(Saved entries)
++++

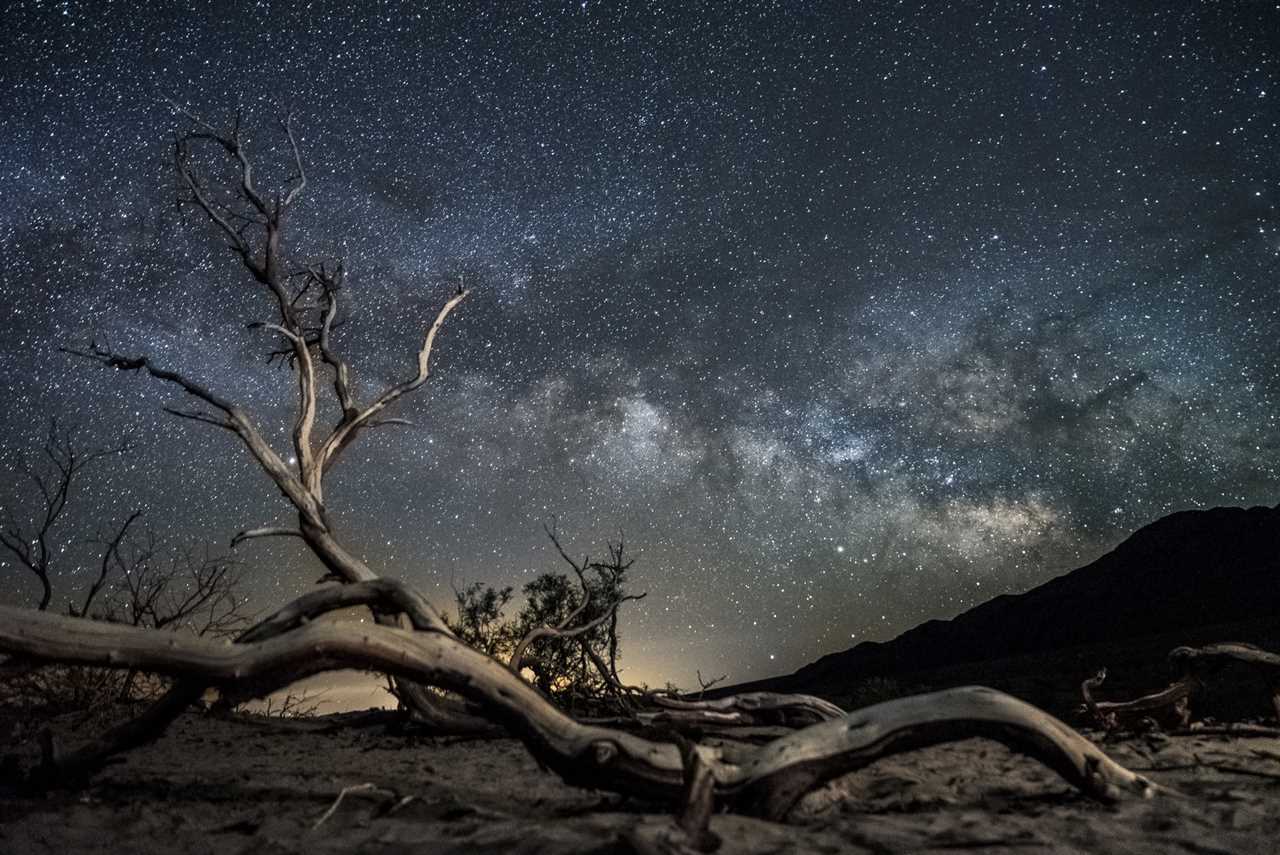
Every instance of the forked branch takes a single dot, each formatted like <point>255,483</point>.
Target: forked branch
<point>767,781</point>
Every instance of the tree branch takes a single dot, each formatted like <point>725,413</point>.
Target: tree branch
<point>764,782</point>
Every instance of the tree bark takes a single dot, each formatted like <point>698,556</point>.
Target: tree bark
<point>767,781</point>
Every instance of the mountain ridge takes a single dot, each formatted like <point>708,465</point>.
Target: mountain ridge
<point>1185,570</point>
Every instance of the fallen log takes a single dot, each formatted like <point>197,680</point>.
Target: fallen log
<point>764,781</point>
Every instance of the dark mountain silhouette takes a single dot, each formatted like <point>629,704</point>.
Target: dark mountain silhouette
<point>1189,570</point>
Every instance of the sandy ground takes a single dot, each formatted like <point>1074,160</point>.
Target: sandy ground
<point>261,786</point>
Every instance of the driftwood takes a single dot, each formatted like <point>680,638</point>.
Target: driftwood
<point>763,781</point>
<point>1201,661</point>
<point>1166,708</point>
<point>1170,707</point>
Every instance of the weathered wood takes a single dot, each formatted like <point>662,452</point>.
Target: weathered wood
<point>766,781</point>
<point>1169,705</point>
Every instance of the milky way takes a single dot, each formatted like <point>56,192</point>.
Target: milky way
<point>848,315</point>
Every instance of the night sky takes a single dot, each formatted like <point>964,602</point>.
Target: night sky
<point>849,315</point>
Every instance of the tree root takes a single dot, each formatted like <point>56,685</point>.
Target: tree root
<point>766,781</point>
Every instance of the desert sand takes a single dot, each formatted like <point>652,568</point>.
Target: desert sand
<point>255,785</point>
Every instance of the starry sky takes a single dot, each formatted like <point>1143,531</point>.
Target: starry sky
<point>850,315</point>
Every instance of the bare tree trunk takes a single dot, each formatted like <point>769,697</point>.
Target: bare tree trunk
<point>767,781</point>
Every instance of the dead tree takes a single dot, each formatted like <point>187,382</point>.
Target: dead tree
<point>305,298</point>
<point>54,478</point>
<point>589,623</point>
<point>764,781</point>
<point>1200,662</point>
<point>1170,707</point>
<point>291,644</point>
<point>135,583</point>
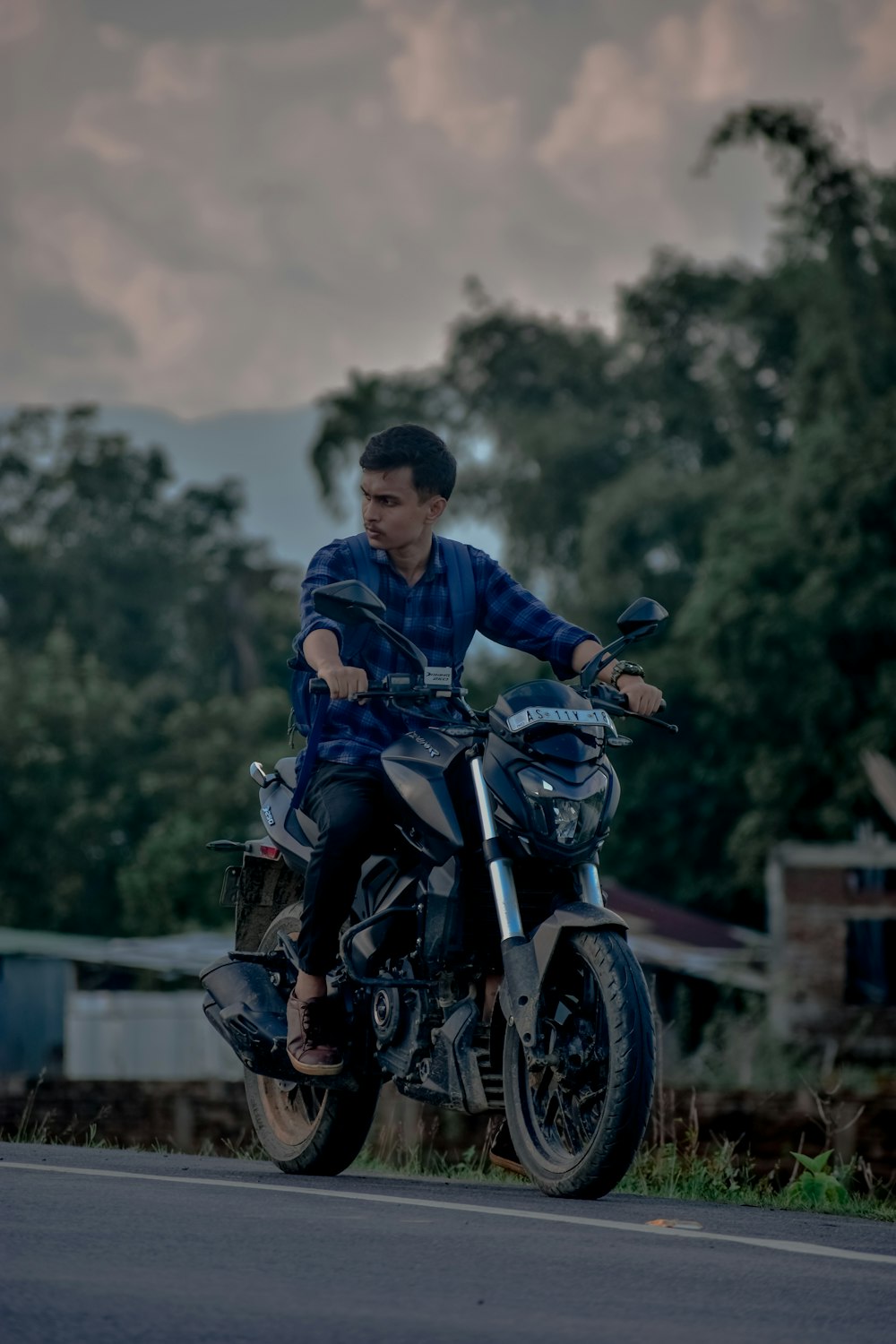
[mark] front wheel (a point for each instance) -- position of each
(306, 1131)
(578, 1118)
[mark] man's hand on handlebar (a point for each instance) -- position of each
(642, 698)
(343, 682)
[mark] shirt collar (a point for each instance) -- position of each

++++

Assignment = Could the entries above be copied out exactly, with no pictures included?

Expected answer =
Every instance of the forked branch takes a single dot, each formatted like <point>255,483</point>.
Target: forked branch
<point>767,781</point>
Every instance of the tree branch takes a single dot, each formatted like <point>725,413</point>.
Target: tree branch
<point>764,782</point>
Every instance of the tree bark takes a single dot, each formatted like <point>698,556</point>.
Target: tree bark
<point>767,781</point>
Every instance of the mountain ridge takes a single dot, each formatted like <point>708,465</point>.
Target: mountain ridge
<point>1185,570</point>
Every instance of the fallen log takes a single dot, each formatted like <point>197,680</point>.
Target: fallen log
<point>764,781</point>
Every instance of the dark mountain silhouette takes a single dot, each formatted like <point>629,704</point>.
Target: dark mountain silhouette
<point>1189,570</point>
Every instance of the sandy ground takes a single dot, each formatted like <point>1074,160</point>.
Target: sandy ground
<point>261,786</point>
Every instance of the driftwood takes a single dot, each formatted like <point>680,638</point>.
Target: driftwood
<point>763,781</point>
<point>1201,661</point>
<point>1166,708</point>
<point>1170,707</point>
Every instance of the weathered wood takes a single dot, each formatted like <point>662,452</point>.
Target: weathered wood
<point>766,781</point>
<point>1169,705</point>
Every instance of the milky way takes a single dot, each formatted like <point>56,192</point>.
Target: milky way
<point>848,315</point>
Every instance of the night sky takes a single dot, each formatted like <point>964,602</point>.
Target: night sky
<point>849,315</point>
Every instance of the tree root takes a single dot, each formatted like <point>56,685</point>.
Target: tree root
<point>766,781</point>
Every instance of the desert sand takes a single dot, each formatted like <point>652,568</point>.
Target: desert sand
<point>255,785</point>
Every instance of the starry sky takes a single dot, each formatted like <point>1143,531</point>.
Target: starry sky
<point>850,315</point>
Every instance of the bare tree trunk takes a single dot, each formatted like <point>769,697</point>.
Target: bare tree trunk
<point>767,781</point>
Every instance of the dead tree takes a single dot, each formatted like <point>187,382</point>.
Target: dead tree
<point>305,298</point>
<point>54,478</point>
<point>589,623</point>
<point>764,781</point>
<point>1200,662</point>
<point>1170,707</point>
<point>291,644</point>
<point>135,583</point>
[mark] front wheel (a point for each instance) -- position of each
(306, 1131)
(578, 1118)
[mark] man's hand on handlebar (a point for each instance) -- position of each
(642, 698)
(343, 682)
[mark] shirt collar (a point for each instance) -- position of each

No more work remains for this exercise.